Lecture 11: From Broadcast to Blockchains

Announcements

  • Required reading: Shi, chapters 3-5
  • HW 4 is due on Friday 2/28 at 10pm
  • HW 5 will be released tomorrow and is due on Friday 3/7 at 10pm
  • Test 1 has been graded, and revisions are due on Monday 3/3 at 10pm
  • We will grade challenge problems 1-2 soon

Learning outcomes

By the end of today’s lecture, you will learn:

  • How randomness can improve Byzantine Broadcast, at least if we move away from a strict worst-case notion of security and allow a small probability of error.
  • How to design a permissioned blockchain, given any Byzantine Broadcast protocol and fair coin tossing protocol.

Review from last lecture

Bitcoin carefully constructs and combines two components:

  • Broadcast: A connected peer-to-peer network of Bitcoin nodes and miners that gossip any transaction or block they hear, in a way that is censorship-resistant.

  • Leader election: A randomized lottery system to decide which miner gets to create the next block.

In the Byzantine Broadcast problem:

  • The commanding general, called the leader, is trying to send a message to attack or to retreat (or 0 or 1, or any other binary choice).
  • The remaining generals, called parties or nodes, want to reach agreement on the strategy.

There are a total of \(n\) parties, including the leader.

Our goal is to design a protocol – that is, a method that each party can use to decide what messages to send and to whom – that protects the honest parties as follows.

  • Termination: All honest parties eventually complete the protocol and output something (i.e., the protocol doesn’t go on forever).
  • Validity: If the sender is honest and sends the bit \(b\), then all honest parties should output \(b\)
  • Consistency: If two honest parties output \(b\) and \(b'\) respectively, then \(b = b'\).

So far, we have two protocols that provide Byzantine Broadcast in the synchronous setting: the Dolev-Strong protocol and the phase-king protocol.


Dolev-Strong
Phase-King
Synchronous network
YES YES
PKI YES
NO
Number of malicious parties
\(f \leq n\) \(f \leq \frac{n-1}{3}\)

# # # #

## Tasks to perform
[A] Answer these questions using the lecture notes:
(i) When is HW 4 due?
(ii) What two components does Bitcoin construct and combine?
(iii) In the Byzantine Broadcast problem, what is the commanding general called?
[B] Name every property that the lecture notes say the protocol should provide to protect the honest parties.

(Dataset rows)

# # # #

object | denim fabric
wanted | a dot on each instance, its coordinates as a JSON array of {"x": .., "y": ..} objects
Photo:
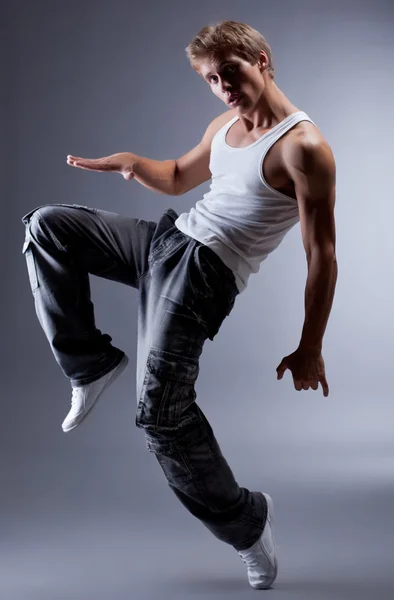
[{"x": 184, "y": 293}]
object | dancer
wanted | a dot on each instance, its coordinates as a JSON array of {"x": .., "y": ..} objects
[{"x": 270, "y": 168}]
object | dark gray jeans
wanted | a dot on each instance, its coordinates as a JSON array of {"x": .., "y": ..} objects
[{"x": 185, "y": 293}]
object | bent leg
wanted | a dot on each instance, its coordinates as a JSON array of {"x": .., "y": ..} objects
[
  {"x": 64, "y": 243},
  {"x": 175, "y": 308}
]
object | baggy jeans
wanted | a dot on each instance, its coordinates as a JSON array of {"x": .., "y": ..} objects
[{"x": 185, "y": 293}]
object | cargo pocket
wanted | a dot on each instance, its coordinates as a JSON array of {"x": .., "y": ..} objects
[
  {"x": 167, "y": 392},
  {"x": 31, "y": 264}
]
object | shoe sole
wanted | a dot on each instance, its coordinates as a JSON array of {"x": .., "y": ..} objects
[{"x": 117, "y": 371}]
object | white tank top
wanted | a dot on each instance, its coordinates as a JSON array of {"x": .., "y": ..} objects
[{"x": 241, "y": 218}]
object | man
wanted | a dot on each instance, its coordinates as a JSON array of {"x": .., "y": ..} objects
[{"x": 270, "y": 167}]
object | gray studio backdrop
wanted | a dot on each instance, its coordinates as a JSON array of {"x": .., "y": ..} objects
[{"x": 89, "y": 514}]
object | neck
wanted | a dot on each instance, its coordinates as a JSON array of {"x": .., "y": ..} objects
[{"x": 272, "y": 107}]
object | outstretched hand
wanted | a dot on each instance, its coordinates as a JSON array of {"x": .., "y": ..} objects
[
  {"x": 307, "y": 369},
  {"x": 117, "y": 163}
]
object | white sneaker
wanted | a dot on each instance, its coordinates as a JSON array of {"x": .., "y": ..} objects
[
  {"x": 260, "y": 558},
  {"x": 84, "y": 397}
]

# # # #

## Solved problems
[A]
(i) Friday 2/28 at 10pm
(ii) Broadcast and leader election
(iii) The leader

[B] Termination, Validity, Consistency